**УСЛОВИЯ ЗАДАНИЯ:**
1/ Верните из текста о «я» и «мы» отрывок от слов «Но с другой» до слов «I<>- Другую крайность...» включительно, ничего не меняя.
2/ Чего, согласно тексту о «я» и «мы», в России было больше в студенческие годы говорящего?
3/ Продолжите текст о «я» и «мы» сразу после его последнего предложения.
━━━━━ ТЕКСТ ДЛЯ ЧТЕНИЯ
Но с другой стороны есть и колоссальная опасность именно в этом индивидуализме,
и для противовеса чрезвычайно приятно погружаться в другую культуру, цивилизацию...
I<>- Другую крайность...
- Если хотите, И может быть из-за того, что я иногда живу в русской
культуре, иногда в западной культуре, потому что я не считаю Россию частью
Европы или Запада. Я не только не являюсь сумасшедшим, но я нашёл этот
баланс, этот противовес, потому что знаю преимущества "мы" и я знаю недостатки
"мы" на своей шкуре, так сказать. Но тоже по моему личному собственному
опыту я знаю плюсы и минусы цивилизации, где "я" считается важнее, чем
"мы". Для меня является ли человек русским (или российским), британцем
или китайцем играет очень малую роль. Но на самом деле, когда я в России
и когда я был студентом в России, там было больше человеческой солидарности.
Может быть это в результате вашего ужасного политического режима... Даже
тогда люди говорили "они" имея в виду - власти, то есть "мы" и "они", но
это всё же "мы" и "они", а не "я" и "они". Очень часто в Америке у меня
впечатление, что это "я" против всех других: "Я хочу быть самым богатым"
и тому подобное... Я не видел вот этот дух капитализма особенно мерзко
выраженным в России, может быть сейчас среди "новых русских" это более
заметно, чем это было 30-40 лет назад, но я думаю, что это пройдёт, потому
что русские люди всё-таки не американцы. Не думаю, что российское общество
и американское общество станут однотипными.
- Но ведь царь тоже говорил в России "Мы, Николай Второй..." Это
что, тоже проявление коллективности и коллективизма?
- Наша королева тоже говорит "мы", по-моему она вообще никогда не говорит
"я" и лэди Татчер тоже редко говорила (по крайней мере публично) "я". Она
тоже любила это так называемое королевское "мы". Но мы прекрасно знаем,
что когда премьер-министр, министерша или королева говорят "мы" - это они
всё-таки хотят сказать "я". Я знаю, есть тенденции, конечно, к "мы" и в
нашем британском обществе, разумеется и в русском и в советском обществе
тоже были тенденции к "я", были и есть и будут. Я говорю именно о преобладании.
━━━━━━━━━━
━━━━━ ИСХОДНЫЕ СТРОКИ
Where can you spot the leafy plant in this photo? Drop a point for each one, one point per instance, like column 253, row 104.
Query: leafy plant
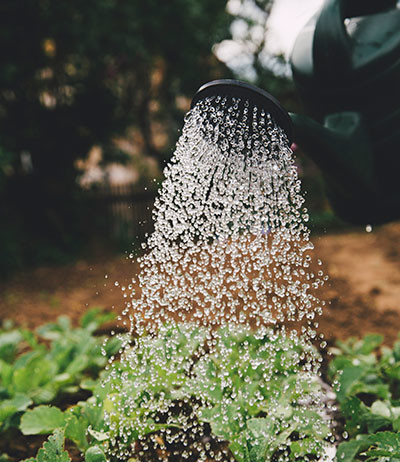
column 40, row 374
column 368, row 379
━━━━━━━━━━
**ОТВЕТЫ:**
1/
Но с другой стороны есть и колоссальная опасность именно в этом индивидуализме,
и для противовеса чрезвычайно приятно погружаться в другую культуру, цивилизацию...
I<>- Другую крайность...

2/ Человеческой солидарности.

3/
Мне кажется, что не только из-за мира, или общины... И Герцен понял всё-таки
много, проживая в Лондоне. Он был не очень счастлив на свободе, в эмиграции.
Я иногда себя спрашивал: почему он не вернулся в 61-ом году после освобождения
крестьян?... Неужели его бы арестовали? Говорят эксперты, что "да", даже
в год освобождения крестьян Герцена заточили бы, наверно, на всю жизнь,
если бы он вернулся. Но мне кажется, что Герцен всё-таки понял, что "оба
хуже" и Россия - хуже, но Британия, Швейцария, Франция - это далеко не
рай. И я всегда очень боялся, что русские люди слишком хорошо склонны были
в советские времена думать о Западе и понял, что более высокий уровень
- это вначале очень привлекает, но зато потом это недостаточно. По крайней
мере я бы сказал для типичного русского человека, который не буржуй. И
достаточно скоро. Это я вижу на опыте многих российских эмигрантов, всё-таки
хотя жизнь здесь очень материально обеспеченная, но она невероятно скучная
для многих русских эмигрантов. Мы знаем, что если через год у власти будет
лейбористская партия, то никакой разницы почти-что не будет, а зато у вас,
если вернётся через несколько дней к власти господин Зюганов, то это будет
очень интересно. Очень интересной станет жизнь. Но, к сожалению, он не
вернётся к власти. Между прочим, мы это записываем 24 июня 1996 года, и
я смело говорю, что 3 июля выиграет тур господин Ельцин.
Я даже видел сны по-русски...
- Могли ли вы психологически долгое время жить в Советскиой России?
- Имея британский паспорт, конечно, да.
- Психологически?
- Да, да, безусловно. Когда я там был стажёром, как я вам сказал, я
попал туда по счастливому совпадению, когда я был ещё студентиком в Оксфорде.
Это был академический год 59/60, тогда я даже видел сны по-русски. У меня
никаких контактов с Британским посольством почти не было, всё время я проводил
не с другими британскими студентами, аспирантами, или почти никакого времени,
проводил почти всё время с русскими. И не только говорил почти исключительно
по-русски, но, как вам сказал, видел сновидения на русском языке. Психологически
никаких проблем не было, но как британский человек, в отличие, скажем,
от русского, я не страдал и не страдаю от тоски по родине. Нет, я был бы
очень рад, если бы я был намного моложе, и если бы я окончил университет
10 лет тому назад или меньше, я бы обязательно искал бы и, дай Бог, нашёл
бы работу в России и жил бы там и работал бы там. Я очень часто думал ещё
в советские времена, что если бы можно было найти работу как переводчик
на английский русских книг, в Москве или в Петербурге, я бы очень охотно
принял бы такое предложение. Почему я не преследовал эту идею, это потому
что мне говорили, что если работаешь, скажем, в издательстве "Прогресс"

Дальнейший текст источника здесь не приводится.